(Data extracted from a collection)
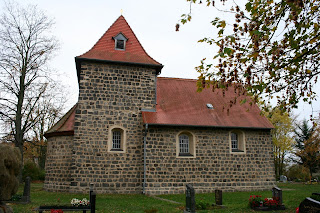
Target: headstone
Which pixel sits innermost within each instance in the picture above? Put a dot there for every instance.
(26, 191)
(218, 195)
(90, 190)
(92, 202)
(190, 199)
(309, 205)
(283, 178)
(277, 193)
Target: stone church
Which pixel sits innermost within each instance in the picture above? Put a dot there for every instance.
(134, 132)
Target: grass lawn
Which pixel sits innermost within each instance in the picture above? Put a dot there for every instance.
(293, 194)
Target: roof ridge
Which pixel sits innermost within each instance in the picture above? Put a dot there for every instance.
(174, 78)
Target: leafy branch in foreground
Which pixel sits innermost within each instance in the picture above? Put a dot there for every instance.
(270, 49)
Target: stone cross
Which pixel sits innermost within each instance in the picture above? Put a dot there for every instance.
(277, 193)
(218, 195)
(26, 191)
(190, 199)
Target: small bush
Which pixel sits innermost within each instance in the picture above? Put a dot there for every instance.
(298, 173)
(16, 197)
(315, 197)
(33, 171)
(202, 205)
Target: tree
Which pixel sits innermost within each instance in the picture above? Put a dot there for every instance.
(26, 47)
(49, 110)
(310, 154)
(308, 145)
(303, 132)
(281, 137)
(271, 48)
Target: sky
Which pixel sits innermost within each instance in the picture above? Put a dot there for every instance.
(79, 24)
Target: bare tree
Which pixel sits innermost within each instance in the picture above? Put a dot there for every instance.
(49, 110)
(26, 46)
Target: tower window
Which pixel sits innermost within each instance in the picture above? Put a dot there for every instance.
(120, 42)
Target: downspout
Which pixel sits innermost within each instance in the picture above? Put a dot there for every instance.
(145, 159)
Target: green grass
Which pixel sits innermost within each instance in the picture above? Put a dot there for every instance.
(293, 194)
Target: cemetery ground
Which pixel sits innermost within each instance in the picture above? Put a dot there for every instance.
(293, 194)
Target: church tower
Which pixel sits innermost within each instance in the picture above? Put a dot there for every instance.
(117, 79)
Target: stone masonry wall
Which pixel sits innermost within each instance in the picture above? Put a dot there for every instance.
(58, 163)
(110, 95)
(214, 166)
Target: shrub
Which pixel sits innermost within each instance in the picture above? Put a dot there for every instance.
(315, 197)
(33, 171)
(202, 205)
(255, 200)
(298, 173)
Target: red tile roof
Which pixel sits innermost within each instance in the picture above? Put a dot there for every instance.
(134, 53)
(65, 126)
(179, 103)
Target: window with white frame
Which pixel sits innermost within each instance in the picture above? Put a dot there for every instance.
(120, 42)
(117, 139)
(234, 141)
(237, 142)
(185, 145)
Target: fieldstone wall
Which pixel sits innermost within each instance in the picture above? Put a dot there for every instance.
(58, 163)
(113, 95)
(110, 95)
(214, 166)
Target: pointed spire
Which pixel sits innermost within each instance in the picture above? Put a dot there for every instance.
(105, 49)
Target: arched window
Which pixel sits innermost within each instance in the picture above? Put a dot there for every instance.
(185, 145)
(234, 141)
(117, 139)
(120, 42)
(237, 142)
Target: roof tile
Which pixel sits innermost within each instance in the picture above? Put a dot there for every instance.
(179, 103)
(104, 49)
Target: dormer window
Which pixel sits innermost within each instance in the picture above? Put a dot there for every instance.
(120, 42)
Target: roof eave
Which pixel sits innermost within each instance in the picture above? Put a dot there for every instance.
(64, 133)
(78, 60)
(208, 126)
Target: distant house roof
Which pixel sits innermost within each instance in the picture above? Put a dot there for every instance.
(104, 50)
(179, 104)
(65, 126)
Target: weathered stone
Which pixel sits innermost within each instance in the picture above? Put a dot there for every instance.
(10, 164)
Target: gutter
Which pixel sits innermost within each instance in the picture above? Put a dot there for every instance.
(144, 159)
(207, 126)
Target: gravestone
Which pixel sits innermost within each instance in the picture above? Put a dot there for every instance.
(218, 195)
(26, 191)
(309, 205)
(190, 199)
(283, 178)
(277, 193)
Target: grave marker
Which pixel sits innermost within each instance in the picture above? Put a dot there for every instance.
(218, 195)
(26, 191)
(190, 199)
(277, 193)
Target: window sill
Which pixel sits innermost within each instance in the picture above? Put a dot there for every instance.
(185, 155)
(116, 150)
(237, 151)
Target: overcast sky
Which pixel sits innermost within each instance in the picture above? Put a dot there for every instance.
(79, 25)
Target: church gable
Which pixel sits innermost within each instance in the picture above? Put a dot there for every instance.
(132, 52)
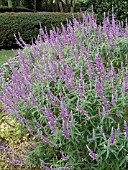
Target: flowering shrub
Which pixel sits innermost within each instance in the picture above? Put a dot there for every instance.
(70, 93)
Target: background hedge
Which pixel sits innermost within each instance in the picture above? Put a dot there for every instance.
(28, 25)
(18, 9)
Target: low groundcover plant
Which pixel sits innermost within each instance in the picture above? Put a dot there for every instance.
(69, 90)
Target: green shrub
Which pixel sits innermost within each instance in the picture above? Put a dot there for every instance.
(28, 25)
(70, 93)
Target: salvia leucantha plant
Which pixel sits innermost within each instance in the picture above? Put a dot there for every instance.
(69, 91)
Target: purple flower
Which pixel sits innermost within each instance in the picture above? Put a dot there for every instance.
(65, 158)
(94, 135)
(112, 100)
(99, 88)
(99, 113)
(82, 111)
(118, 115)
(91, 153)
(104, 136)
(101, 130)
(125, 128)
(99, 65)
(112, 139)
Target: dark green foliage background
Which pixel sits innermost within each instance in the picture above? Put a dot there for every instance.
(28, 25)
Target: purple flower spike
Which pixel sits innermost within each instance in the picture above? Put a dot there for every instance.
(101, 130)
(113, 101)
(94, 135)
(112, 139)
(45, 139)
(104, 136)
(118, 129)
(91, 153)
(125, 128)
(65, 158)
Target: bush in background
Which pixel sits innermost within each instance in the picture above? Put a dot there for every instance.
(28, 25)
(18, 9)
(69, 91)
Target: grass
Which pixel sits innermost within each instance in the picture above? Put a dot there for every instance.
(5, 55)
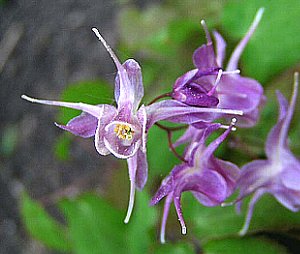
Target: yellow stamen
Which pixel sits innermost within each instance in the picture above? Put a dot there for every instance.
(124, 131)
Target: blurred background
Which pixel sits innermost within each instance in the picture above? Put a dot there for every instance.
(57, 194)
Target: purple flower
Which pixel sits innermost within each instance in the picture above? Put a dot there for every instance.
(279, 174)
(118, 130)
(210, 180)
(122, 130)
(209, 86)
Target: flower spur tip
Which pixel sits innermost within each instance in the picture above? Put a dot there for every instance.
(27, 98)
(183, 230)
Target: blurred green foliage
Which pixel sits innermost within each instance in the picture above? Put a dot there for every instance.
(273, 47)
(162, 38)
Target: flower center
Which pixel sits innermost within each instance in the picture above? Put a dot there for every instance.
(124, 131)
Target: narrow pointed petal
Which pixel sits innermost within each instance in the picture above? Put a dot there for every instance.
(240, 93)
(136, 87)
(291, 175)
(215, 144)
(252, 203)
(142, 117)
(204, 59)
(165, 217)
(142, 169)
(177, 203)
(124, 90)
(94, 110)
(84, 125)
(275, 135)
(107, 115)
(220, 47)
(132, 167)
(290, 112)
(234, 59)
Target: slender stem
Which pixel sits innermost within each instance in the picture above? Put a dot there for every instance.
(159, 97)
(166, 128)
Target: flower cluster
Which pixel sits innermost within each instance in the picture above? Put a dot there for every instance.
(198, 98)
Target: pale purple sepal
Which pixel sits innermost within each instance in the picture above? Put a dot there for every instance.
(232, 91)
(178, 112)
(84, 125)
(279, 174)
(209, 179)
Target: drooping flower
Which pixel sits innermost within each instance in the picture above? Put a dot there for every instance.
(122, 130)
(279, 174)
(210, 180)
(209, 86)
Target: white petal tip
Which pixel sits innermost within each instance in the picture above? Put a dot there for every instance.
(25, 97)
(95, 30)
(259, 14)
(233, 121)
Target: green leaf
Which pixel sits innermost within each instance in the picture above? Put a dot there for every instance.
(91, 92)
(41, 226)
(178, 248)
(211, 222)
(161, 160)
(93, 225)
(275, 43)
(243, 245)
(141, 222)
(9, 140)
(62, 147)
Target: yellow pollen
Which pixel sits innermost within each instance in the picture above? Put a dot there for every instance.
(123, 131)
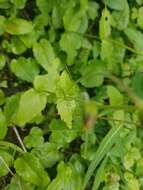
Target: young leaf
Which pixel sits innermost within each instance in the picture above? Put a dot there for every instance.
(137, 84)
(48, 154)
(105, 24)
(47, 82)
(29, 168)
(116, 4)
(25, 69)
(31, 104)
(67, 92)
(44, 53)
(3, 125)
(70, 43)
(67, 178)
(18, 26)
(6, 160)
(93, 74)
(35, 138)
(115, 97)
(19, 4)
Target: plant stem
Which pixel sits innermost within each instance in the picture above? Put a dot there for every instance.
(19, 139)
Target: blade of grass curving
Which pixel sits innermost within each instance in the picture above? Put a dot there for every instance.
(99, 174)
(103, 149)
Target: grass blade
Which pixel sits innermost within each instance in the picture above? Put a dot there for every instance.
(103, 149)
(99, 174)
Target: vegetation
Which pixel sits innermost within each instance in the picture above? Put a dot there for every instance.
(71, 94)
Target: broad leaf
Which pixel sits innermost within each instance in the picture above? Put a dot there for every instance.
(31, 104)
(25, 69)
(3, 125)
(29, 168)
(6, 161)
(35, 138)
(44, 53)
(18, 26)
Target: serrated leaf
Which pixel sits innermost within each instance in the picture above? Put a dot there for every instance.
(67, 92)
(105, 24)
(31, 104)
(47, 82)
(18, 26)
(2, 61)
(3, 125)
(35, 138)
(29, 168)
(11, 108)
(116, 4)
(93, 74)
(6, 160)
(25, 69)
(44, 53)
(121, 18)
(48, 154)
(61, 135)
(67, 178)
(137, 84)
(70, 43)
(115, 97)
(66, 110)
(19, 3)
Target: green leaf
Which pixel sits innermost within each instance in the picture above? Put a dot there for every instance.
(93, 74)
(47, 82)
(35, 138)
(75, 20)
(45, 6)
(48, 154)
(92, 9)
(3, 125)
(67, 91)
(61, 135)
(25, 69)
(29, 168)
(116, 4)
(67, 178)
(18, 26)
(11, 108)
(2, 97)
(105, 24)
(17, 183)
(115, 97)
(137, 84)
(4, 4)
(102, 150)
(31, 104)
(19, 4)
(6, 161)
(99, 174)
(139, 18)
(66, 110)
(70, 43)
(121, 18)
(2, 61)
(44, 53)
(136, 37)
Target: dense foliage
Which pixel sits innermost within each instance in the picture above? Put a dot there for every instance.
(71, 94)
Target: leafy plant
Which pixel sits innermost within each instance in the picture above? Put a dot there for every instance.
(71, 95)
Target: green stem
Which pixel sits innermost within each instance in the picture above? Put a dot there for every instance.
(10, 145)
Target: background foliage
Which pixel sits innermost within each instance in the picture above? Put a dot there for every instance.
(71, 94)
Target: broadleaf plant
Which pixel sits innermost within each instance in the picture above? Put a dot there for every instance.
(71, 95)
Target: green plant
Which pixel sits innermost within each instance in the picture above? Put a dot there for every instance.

WHAT NEEDS TO BE DONE
From the records above, copy every line that includes the word "blurred".

WORKED SOLUTION
Target: blurred background
Target: blurred green foliage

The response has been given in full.